======== Material for the task

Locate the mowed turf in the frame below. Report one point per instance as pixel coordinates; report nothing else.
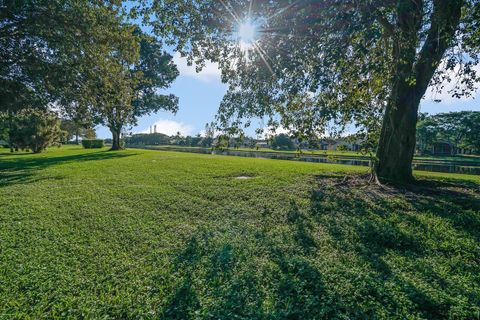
(163, 235)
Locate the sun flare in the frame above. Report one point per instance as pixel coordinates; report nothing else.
(247, 34)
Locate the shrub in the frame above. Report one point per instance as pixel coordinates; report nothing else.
(92, 143)
(35, 129)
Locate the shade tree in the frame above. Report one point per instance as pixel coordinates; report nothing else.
(312, 63)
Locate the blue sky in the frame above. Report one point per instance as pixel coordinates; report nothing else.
(200, 95)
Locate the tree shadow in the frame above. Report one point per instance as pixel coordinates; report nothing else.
(24, 169)
(350, 250)
(382, 225)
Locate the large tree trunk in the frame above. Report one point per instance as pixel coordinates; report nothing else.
(397, 140)
(116, 143)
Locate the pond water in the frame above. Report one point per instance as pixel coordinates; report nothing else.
(422, 165)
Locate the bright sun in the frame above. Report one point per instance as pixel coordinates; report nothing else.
(247, 34)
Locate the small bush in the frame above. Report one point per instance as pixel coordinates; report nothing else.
(92, 144)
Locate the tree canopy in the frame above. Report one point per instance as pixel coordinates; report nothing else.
(311, 63)
(50, 49)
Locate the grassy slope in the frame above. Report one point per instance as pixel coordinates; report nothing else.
(173, 235)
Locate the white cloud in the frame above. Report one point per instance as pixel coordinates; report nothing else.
(170, 127)
(209, 73)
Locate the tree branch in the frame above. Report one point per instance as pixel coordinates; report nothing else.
(387, 26)
(445, 19)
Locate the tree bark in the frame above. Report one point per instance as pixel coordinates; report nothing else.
(397, 138)
(413, 73)
(116, 143)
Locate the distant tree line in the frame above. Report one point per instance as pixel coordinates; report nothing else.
(460, 129)
(86, 61)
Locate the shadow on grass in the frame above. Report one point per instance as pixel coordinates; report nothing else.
(24, 167)
(351, 251)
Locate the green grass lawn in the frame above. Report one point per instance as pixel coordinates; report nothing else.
(164, 235)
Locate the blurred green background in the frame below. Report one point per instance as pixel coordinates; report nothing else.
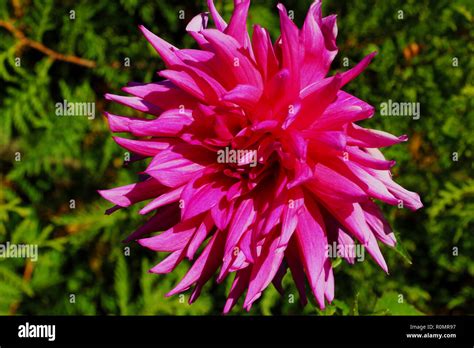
(64, 158)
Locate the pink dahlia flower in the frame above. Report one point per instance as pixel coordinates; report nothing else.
(256, 157)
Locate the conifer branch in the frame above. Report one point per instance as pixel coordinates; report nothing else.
(24, 41)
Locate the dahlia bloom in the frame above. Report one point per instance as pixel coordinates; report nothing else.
(256, 157)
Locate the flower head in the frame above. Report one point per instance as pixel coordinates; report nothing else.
(256, 156)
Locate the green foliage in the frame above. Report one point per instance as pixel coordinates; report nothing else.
(46, 161)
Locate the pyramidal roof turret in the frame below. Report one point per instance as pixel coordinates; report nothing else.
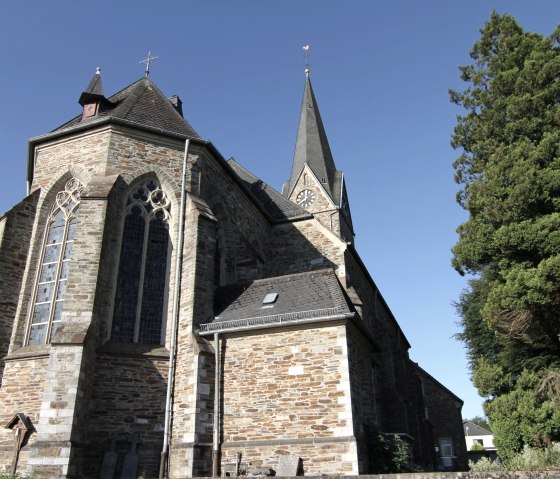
(312, 147)
(94, 91)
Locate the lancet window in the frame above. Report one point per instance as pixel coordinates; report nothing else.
(58, 242)
(141, 291)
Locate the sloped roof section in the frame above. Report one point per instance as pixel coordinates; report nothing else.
(312, 147)
(143, 104)
(475, 429)
(272, 202)
(314, 291)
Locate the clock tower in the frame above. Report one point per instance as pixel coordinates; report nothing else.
(315, 183)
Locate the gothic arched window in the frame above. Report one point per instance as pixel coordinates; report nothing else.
(141, 292)
(48, 298)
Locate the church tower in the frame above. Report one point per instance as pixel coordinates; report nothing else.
(315, 184)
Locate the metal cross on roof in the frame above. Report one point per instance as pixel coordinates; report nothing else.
(147, 61)
(306, 55)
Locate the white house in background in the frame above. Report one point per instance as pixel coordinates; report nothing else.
(474, 434)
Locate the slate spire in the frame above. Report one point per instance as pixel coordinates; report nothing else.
(312, 147)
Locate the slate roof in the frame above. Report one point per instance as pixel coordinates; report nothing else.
(141, 103)
(312, 147)
(274, 204)
(302, 292)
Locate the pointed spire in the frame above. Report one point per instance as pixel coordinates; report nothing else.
(312, 146)
(94, 91)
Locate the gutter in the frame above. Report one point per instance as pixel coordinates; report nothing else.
(175, 318)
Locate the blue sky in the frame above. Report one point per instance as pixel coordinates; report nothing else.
(380, 70)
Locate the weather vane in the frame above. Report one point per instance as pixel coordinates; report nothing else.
(306, 55)
(147, 61)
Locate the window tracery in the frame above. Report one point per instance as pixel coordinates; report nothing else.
(50, 286)
(140, 297)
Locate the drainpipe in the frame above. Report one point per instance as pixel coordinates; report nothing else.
(216, 444)
(175, 317)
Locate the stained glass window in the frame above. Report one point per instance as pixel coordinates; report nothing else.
(48, 298)
(140, 298)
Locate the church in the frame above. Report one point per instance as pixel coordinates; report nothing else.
(165, 313)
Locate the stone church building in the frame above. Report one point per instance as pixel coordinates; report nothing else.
(165, 312)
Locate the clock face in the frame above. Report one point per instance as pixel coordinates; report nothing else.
(305, 198)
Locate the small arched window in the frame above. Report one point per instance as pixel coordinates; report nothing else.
(141, 291)
(48, 297)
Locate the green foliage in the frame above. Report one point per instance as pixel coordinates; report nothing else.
(509, 174)
(487, 465)
(390, 455)
(536, 459)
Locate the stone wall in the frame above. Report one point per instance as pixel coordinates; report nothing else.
(285, 391)
(365, 395)
(21, 391)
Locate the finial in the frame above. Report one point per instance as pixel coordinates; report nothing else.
(147, 61)
(306, 55)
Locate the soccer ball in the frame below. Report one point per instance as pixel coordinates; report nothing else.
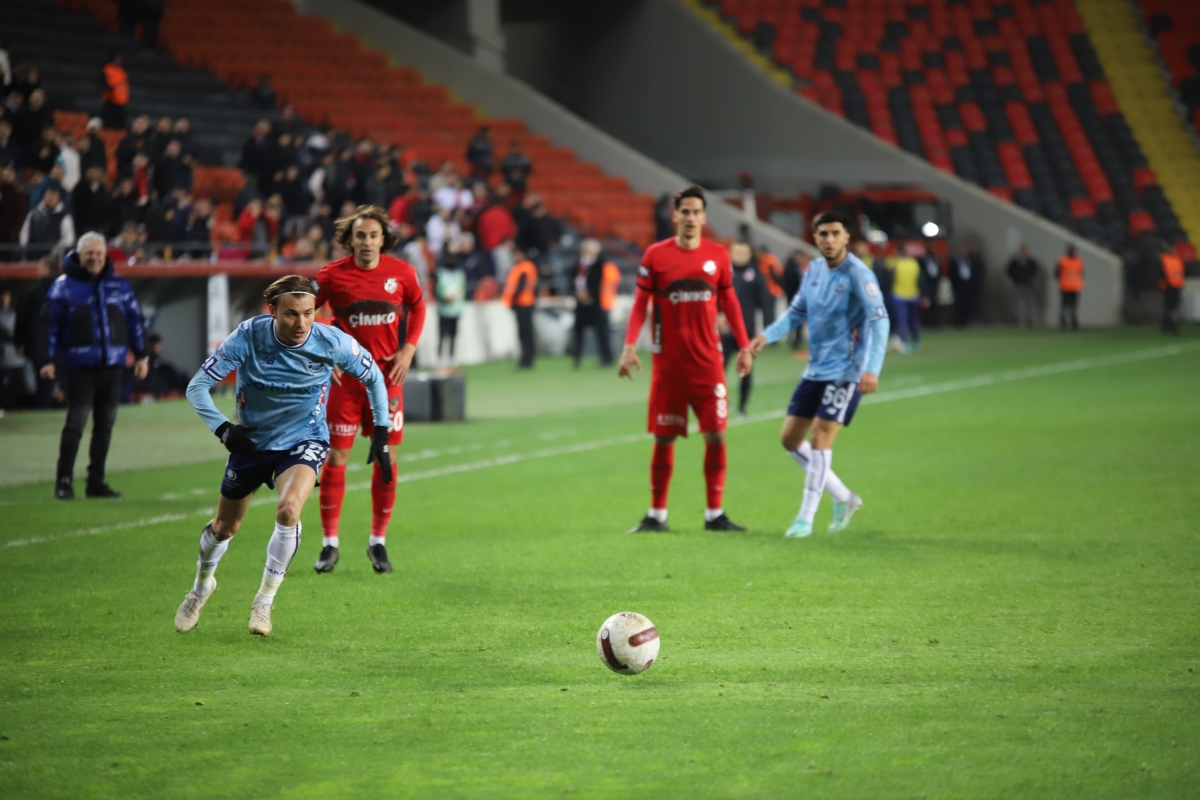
(628, 643)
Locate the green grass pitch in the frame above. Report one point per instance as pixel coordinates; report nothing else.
(1015, 613)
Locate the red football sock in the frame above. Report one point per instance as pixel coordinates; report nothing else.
(333, 491)
(383, 499)
(714, 473)
(661, 465)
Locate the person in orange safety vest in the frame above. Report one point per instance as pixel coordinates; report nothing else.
(595, 292)
(1071, 286)
(520, 294)
(1173, 290)
(117, 94)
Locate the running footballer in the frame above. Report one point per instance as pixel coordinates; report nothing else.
(285, 365)
(371, 295)
(847, 338)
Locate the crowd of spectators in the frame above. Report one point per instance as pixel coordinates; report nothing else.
(300, 179)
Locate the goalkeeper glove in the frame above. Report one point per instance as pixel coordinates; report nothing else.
(379, 451)
(237, 438)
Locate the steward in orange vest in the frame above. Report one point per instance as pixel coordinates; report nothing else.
(1071, 284)
(520, 294)
(773, 271)
(117, 94)
(1173, 292)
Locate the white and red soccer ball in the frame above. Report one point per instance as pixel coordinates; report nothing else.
(628, 643)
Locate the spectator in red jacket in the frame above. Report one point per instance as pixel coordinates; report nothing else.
(497, 232)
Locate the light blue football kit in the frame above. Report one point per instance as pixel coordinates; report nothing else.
(282, 390)
(847, 336)
(847, 320)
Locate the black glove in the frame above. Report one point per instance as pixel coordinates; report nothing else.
(379, 450)
(237, 438)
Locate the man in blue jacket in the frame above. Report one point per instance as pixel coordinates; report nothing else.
(93, 320)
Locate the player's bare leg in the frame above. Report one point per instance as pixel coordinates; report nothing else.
(795, 440)
(295, 483)
(214, 542)
(714, 483)
(661, 467)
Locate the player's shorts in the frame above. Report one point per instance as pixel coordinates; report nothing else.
(671, 395)
(829, 400)
(349, 408)
(245, 473)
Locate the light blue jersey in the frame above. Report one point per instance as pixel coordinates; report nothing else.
(283, 389)
(847, 320)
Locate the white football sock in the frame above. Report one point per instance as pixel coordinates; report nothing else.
(814, 482)
(280, 551)
(837, 489)
(211, 549)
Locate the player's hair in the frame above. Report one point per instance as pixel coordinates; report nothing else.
(691, 191)
(289, 284)
(90, 236)
(343, 229)
(829, 217)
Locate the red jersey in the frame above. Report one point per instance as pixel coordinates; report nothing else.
(370, 304)
(685, 286)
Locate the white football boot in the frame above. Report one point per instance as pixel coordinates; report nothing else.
(261, 619)
(189, 613)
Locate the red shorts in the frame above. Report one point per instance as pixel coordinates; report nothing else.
(349, 407)
(672, 394)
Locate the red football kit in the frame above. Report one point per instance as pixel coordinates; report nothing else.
(684, 287)
(370, 306)
(689, 370)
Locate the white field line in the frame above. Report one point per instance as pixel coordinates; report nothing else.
(585, 446)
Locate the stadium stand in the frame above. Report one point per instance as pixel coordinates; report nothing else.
(1009, 96)
(70, 49)
(1175, 28)
(330, 78)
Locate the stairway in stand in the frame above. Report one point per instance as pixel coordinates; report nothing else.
(1140, 90)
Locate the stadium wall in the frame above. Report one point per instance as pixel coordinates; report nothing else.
(659, 77)
(499, 95)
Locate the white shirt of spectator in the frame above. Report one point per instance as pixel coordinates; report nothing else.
(438, 232)
(450, 197)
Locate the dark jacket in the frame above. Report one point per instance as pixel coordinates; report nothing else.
(91, 322)
(516, 168)
(1023, 271)
(754, 294)
(593, 281)
(91, 204)
(479, 154)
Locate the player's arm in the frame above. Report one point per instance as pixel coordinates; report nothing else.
(737, 324)
(357, 361)
(875, 329)
(400, 361)
(636, 319)
(797, 312)
(199, 394)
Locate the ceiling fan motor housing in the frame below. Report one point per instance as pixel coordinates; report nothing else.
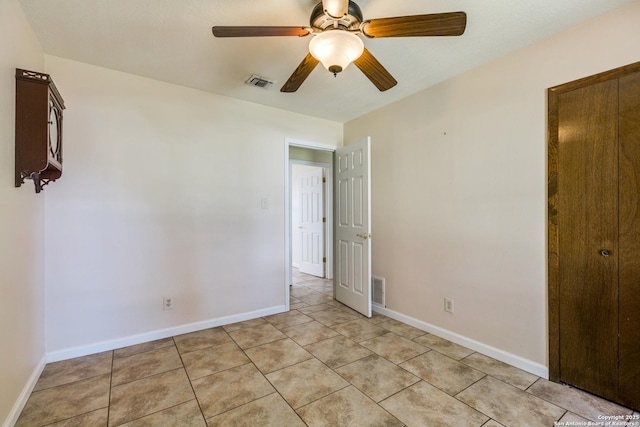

================

Select every line of the records that contains the word "small".

# [Finished exercise]
Locate the small bush in the frame above. Report one point per instance as pixel coordinates; report nothing else.
Locate the small arched window in the frame above. Report one point per instance as pixel coordinates; report nothing else.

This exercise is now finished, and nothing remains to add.